PASSAGE PROVIDED:
----------
May is Asian American, Native Hawaiian, and Pacific Islander (AANHPI) Heritage Month! This month recognizes the contributions and influence of Asian Americans and Pacific Islander Americans to the history, culture, and achievements of the United States.
When it comes to STEM contributions of the AANHPI community as a whole, Pacific Islanders, Native Hawaiians, and Southeast Asians are often underrepresented despite making important contributions to science and technology, often rooted in indigenous knowledge. Some of these remarkable STEM heroes include:
Roseli Ocampo-Friedmann Ph.D. – a Filipino & American scientist best known for her research on extremophiles, organisms that survive and inhabit extreme conditions. Her work has been cited in work exploring the terraforming of Mars.
----------
Saved lines:
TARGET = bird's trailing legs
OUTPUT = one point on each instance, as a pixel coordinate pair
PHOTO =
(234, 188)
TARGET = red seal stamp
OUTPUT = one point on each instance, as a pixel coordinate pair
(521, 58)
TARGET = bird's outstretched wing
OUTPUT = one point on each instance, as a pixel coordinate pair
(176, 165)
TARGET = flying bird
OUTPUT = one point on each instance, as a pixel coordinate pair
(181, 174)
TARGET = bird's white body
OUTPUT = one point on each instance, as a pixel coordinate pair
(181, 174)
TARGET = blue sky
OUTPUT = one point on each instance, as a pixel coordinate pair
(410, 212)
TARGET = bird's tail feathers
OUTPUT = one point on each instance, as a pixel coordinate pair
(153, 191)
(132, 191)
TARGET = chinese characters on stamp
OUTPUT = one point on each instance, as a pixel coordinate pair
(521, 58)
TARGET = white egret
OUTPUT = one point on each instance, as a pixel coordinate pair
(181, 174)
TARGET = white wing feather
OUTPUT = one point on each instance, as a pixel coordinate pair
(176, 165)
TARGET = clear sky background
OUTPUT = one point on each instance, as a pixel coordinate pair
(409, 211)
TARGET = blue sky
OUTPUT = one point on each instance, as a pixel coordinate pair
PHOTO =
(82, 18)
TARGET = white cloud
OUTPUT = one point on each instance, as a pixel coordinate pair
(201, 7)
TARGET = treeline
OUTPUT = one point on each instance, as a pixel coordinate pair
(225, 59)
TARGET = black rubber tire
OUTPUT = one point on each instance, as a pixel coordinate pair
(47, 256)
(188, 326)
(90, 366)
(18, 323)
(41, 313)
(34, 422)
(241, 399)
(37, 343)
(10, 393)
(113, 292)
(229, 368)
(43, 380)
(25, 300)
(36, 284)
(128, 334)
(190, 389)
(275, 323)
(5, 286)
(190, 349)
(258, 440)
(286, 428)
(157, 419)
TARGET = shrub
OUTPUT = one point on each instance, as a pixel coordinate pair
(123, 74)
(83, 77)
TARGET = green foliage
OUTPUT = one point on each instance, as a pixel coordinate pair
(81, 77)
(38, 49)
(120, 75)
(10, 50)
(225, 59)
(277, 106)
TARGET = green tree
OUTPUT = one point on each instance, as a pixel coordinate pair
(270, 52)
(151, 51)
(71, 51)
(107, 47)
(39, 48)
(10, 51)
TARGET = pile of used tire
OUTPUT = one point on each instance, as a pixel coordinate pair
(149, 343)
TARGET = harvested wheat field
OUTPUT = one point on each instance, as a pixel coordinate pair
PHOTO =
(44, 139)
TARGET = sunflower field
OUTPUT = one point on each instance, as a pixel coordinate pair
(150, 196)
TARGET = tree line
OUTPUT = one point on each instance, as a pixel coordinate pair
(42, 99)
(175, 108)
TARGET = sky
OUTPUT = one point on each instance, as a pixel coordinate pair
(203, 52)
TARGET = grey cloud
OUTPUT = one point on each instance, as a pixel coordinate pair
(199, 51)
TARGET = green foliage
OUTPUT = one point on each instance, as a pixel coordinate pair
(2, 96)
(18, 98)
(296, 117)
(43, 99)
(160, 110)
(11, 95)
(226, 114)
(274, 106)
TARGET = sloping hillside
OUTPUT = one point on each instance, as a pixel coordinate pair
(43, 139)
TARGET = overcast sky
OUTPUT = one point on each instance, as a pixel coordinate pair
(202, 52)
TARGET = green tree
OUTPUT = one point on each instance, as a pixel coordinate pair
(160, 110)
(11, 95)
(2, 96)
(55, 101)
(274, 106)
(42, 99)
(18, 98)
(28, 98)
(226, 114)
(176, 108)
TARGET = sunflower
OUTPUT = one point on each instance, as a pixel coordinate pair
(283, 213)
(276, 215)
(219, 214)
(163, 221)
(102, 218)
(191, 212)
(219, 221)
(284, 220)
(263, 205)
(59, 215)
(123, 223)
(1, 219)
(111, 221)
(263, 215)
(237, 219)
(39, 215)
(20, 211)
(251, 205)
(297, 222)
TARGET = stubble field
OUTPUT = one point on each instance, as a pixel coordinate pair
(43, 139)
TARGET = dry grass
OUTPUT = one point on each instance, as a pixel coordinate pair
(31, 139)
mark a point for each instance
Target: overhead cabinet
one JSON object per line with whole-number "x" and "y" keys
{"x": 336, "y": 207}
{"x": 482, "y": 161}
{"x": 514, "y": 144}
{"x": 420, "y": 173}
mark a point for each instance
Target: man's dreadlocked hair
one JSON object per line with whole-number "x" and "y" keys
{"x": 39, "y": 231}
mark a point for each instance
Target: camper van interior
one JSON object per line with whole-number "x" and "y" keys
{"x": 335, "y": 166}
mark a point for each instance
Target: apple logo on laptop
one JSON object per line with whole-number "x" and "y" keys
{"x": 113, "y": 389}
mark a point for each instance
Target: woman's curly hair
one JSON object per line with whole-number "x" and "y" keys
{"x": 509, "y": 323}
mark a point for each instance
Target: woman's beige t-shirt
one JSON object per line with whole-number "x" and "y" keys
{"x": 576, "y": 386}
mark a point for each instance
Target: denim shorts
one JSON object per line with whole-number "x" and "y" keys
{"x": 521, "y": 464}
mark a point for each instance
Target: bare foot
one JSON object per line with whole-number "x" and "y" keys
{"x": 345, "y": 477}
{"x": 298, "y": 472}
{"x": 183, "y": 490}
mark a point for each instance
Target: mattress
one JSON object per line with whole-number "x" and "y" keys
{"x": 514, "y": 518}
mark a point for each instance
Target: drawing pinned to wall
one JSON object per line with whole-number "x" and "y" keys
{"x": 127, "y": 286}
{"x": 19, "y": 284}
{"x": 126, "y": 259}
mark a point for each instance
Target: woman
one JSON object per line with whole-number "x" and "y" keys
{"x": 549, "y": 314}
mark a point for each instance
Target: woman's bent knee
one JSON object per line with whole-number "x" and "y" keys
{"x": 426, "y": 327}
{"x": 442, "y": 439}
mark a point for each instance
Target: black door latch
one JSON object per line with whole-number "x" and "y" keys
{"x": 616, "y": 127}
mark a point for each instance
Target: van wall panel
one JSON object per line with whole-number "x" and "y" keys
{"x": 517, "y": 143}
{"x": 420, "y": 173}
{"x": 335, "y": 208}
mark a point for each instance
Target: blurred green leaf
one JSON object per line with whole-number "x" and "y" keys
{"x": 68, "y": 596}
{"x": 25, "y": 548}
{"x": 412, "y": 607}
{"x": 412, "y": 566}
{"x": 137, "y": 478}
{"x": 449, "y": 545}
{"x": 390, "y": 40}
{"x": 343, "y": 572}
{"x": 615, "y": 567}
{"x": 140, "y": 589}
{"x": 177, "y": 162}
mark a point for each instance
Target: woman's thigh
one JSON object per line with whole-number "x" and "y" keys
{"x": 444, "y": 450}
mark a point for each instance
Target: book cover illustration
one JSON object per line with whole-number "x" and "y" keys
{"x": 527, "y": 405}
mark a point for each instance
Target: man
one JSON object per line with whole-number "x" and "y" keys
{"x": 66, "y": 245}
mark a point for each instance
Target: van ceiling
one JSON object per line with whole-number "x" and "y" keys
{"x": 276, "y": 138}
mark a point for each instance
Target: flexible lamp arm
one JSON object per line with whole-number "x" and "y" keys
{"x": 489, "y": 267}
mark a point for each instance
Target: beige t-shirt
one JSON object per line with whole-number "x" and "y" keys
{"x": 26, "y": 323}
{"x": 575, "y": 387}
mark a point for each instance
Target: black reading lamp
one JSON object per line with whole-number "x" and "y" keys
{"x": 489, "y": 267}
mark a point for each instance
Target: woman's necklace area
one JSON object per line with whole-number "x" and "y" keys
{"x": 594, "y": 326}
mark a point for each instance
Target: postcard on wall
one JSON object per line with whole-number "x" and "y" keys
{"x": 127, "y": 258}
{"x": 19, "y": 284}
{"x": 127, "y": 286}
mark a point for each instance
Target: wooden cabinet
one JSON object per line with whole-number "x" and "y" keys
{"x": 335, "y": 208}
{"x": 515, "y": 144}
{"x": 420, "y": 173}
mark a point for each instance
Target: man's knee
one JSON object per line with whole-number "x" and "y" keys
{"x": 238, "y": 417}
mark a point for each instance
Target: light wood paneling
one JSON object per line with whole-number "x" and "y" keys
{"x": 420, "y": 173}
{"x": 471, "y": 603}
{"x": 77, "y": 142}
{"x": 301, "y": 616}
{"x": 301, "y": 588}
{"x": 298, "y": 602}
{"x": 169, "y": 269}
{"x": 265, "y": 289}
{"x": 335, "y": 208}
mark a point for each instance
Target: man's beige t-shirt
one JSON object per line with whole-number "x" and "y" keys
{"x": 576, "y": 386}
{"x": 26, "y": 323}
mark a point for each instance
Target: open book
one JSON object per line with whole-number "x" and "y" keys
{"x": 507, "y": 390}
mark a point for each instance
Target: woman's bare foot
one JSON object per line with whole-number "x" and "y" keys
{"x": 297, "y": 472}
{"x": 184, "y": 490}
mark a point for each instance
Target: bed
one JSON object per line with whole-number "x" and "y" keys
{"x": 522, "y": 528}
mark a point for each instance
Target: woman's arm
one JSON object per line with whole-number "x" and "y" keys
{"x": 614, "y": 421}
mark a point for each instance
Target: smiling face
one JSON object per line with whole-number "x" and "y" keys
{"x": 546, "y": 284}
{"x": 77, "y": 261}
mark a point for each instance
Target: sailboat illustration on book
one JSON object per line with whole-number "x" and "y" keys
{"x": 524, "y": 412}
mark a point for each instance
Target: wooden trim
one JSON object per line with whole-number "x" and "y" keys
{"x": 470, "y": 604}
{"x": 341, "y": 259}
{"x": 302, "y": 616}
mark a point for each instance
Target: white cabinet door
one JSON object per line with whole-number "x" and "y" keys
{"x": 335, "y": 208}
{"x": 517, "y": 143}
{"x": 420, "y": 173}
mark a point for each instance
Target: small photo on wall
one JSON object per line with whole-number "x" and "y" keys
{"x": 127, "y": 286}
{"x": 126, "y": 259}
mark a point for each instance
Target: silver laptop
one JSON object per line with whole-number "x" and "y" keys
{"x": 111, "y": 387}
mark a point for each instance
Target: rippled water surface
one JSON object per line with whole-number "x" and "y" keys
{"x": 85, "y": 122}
----------
EXERCISE DETAILS: Quote the full passage about AANHPI Heritage Month, word for word. Rely only on the passage about AANHPI Heritage Month.

RESPONSE AREA:
May is Asian American, Native Hawaiian, and Pacific Islander (AANHPI) Heritage Month! This month recognizes the contributions and influence of Asian Americans and Pacific Islander Americans to the history, culture, and achievements of the United States.
When it comes to STEM contributions of the AANHPI community as a whole, Pacific Islanders, Native Hawaiians, and Southeast Asians are often underrepresented despite making important contributions to science and technology, often rooted in indigenous knowledge. Some of these remarkable STEM heroes include:
Roseli Ocampo-Friedmann Ph.D. – a Filipino & American scientist best known for her research on extremophiles, organisms that survive and inhabit extreme conditions. Her work has been cited in work exploring the terraforming of Mars.